### Source data
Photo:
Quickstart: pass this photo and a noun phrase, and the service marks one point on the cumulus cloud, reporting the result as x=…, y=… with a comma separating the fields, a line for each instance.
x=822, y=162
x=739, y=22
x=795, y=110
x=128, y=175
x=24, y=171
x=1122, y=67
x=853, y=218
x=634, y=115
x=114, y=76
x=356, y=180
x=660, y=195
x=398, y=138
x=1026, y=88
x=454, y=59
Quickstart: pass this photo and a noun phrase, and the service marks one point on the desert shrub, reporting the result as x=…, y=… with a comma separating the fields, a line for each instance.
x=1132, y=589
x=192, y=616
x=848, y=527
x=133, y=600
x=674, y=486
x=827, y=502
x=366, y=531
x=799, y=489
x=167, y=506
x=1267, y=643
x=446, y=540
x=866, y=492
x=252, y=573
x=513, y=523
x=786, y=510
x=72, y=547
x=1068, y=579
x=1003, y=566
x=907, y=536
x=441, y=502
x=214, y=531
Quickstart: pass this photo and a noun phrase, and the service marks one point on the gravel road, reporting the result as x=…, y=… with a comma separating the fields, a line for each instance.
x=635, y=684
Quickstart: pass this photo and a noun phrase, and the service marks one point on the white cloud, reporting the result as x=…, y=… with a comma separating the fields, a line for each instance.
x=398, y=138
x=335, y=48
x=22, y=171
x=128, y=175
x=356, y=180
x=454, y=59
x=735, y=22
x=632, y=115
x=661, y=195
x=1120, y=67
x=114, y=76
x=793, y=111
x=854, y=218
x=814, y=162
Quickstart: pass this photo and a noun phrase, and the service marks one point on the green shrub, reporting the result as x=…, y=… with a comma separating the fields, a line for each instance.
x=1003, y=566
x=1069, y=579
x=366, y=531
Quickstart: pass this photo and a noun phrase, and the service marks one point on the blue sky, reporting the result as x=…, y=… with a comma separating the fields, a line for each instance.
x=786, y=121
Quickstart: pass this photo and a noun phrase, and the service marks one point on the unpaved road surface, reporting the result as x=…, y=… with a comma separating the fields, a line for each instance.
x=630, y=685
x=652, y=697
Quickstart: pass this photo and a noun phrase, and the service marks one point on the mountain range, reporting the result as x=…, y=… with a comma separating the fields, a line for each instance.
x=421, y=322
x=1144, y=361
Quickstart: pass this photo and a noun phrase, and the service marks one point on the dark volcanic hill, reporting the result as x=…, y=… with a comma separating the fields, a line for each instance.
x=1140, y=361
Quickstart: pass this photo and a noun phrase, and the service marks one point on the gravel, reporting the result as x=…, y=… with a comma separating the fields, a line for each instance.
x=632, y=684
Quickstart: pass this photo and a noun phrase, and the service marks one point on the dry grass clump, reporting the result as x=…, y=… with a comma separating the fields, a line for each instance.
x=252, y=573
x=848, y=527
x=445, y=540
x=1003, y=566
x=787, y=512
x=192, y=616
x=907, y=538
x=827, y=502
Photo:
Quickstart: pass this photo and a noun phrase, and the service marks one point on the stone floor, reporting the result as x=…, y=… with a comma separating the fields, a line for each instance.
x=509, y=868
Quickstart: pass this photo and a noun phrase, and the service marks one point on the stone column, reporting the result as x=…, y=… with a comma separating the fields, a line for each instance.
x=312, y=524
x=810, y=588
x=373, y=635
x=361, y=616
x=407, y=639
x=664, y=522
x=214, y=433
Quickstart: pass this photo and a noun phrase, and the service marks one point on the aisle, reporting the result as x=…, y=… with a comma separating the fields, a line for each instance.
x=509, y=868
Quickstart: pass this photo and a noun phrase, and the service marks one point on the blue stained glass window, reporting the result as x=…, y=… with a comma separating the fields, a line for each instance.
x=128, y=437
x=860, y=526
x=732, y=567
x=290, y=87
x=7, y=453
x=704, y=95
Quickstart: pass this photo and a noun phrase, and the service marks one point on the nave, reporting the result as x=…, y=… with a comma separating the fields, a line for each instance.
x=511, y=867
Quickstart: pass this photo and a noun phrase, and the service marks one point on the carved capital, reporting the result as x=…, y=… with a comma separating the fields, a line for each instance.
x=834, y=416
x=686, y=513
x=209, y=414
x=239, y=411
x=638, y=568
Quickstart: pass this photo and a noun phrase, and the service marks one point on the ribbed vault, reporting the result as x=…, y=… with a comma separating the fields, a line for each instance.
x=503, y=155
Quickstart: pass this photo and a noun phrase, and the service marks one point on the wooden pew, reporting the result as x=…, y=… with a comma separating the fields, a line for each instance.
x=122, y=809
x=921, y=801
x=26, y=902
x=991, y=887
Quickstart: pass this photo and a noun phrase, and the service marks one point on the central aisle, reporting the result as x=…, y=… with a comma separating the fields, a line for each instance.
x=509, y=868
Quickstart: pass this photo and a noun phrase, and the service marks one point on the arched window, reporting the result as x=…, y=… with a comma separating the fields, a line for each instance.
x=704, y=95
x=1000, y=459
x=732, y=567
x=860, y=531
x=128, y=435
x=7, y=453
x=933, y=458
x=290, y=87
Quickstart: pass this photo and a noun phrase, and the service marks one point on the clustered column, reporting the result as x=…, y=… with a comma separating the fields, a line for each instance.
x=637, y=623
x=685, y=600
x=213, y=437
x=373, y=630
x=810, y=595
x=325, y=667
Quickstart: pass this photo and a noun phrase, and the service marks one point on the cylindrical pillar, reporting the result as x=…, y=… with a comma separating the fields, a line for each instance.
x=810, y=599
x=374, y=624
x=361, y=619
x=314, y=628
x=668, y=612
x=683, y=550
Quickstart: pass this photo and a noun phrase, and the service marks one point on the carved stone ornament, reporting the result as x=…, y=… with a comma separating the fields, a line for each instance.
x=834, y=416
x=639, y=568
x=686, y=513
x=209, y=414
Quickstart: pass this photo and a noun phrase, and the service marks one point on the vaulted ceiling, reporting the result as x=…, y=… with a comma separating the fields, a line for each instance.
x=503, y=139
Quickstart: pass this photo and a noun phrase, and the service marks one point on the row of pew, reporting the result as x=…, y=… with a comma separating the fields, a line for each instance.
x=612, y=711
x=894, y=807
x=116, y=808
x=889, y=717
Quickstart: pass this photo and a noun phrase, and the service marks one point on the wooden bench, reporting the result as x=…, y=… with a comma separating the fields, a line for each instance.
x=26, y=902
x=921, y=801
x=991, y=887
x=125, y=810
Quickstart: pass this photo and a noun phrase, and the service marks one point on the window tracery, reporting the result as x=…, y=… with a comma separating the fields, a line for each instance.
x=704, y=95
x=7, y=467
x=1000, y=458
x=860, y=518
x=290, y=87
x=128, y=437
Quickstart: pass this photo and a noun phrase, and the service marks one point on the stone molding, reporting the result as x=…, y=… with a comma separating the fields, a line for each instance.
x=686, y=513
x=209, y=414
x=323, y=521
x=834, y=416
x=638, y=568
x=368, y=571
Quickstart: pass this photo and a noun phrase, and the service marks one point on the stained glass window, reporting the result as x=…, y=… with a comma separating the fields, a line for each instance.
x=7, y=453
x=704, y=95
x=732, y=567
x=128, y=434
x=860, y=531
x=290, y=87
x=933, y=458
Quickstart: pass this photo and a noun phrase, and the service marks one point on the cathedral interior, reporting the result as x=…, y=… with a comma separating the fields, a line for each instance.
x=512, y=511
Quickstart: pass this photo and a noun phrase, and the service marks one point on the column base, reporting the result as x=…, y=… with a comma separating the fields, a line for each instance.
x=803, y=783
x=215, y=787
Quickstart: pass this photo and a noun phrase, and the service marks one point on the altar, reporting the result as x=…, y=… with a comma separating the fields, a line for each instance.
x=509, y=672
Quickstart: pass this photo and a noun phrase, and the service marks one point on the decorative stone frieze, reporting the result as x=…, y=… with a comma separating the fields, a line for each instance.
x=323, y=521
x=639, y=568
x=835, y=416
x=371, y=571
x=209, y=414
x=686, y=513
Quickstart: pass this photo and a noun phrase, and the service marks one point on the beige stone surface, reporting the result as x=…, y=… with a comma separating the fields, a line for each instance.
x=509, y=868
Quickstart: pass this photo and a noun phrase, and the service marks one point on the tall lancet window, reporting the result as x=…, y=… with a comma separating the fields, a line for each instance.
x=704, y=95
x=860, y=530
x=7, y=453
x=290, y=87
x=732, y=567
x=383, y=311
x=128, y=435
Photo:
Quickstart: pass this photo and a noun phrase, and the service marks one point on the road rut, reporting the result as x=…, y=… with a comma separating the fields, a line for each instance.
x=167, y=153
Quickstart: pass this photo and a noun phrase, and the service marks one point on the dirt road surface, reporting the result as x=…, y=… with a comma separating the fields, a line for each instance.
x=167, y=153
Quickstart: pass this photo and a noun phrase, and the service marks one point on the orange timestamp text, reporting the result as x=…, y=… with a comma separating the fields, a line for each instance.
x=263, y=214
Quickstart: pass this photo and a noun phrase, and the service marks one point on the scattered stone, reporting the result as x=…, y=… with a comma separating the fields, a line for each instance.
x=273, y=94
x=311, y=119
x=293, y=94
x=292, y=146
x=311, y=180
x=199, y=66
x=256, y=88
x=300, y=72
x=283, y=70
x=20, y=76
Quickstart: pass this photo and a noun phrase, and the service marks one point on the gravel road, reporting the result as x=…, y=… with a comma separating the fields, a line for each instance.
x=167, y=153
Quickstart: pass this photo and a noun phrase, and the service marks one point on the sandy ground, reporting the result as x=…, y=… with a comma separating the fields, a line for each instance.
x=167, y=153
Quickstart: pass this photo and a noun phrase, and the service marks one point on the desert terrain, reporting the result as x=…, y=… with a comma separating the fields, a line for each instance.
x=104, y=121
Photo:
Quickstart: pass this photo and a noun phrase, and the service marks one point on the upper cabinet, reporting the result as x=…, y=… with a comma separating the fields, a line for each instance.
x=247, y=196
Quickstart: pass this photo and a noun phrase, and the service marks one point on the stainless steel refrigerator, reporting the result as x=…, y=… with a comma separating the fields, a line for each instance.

### Problem requirements
Output exactly the line containing "desert terrain, reporting" together with every line after it, ending at the final line of the entries.

### Result for this exercise
Quickstart: pass this photo and a noun phrase, and the service marks one point on the desert terrain, reporting the result as x=…, y=… with a comma separating the fields, a line for each instance.
x=104, y=121
Photo:
Quickstart: pass this photo and a noun phrase, and the service marks one point on the upper cabinet, reporting the result as x=…, y=… with a comma separating the fields, a line for each instance.
x=247, y=196
Quickstart: pass this photo and a noun phrase, and the service marks one point on the stainless steel refrigerator, reporting the result as x=…, y=… with a comma separating the fields, a line for each instance.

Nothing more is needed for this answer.